▶ PASSAGE PROVIDED:
>> START
With the end of what has been another tumultuous year for the copper smelting industry fast approaching, it’s time for our bumper edition, Christmas Special! So, kick back and relax as the kids enjoy their comic annuals (are they Beano or Dandy readers?), put a log on the fire, get yourself a mug of something warm and let us recap the 2025 smelting year for you.
We opened 2025 with the hypothesis that Chinese smelters would take their lead from the pragmatic economic philosophy of Chairman Deng and look to force weaker players out of the market, even if this might cause them some short-term pain. In our article ‘Cat Theory and The Great Copper Conspiracy’ we highlighted the smelter at Isabel Leyte in the Philippines as being particularly at risk. Sadly, for the c.1,000 employees we were correct, with owner’s Glencore announcing the shutdown of the plant such that SAVANT monitoring of the site shows that there has been no activity since March 15th. The sale of the asset to the Philippines’ Villar family, which completed in September, may offer hope for a happier New Year.
>> END
▶ GIVEN DATA:
>> START
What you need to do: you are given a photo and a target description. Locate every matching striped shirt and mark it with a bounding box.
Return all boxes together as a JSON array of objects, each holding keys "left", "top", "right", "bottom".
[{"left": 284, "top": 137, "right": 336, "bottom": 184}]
>> END
▶ TASK PROMPT: Please repeat word for word the part of the 2025 copper smelting recap above that opens with the words containing "With the end" and closes with "year for you.".

▶ THE REPLY:
With the end of what has been another tumultuous year for the copper smelting industry fast approaching, it’s time for our bumper edition, Christmas Special! So, kick back and relax as the kids enjoy their comic annuals (are they Beano or Dandy readers?), put a log on the fire, get yourself a mug of something warm and let us recap the 2025 smelting year for you.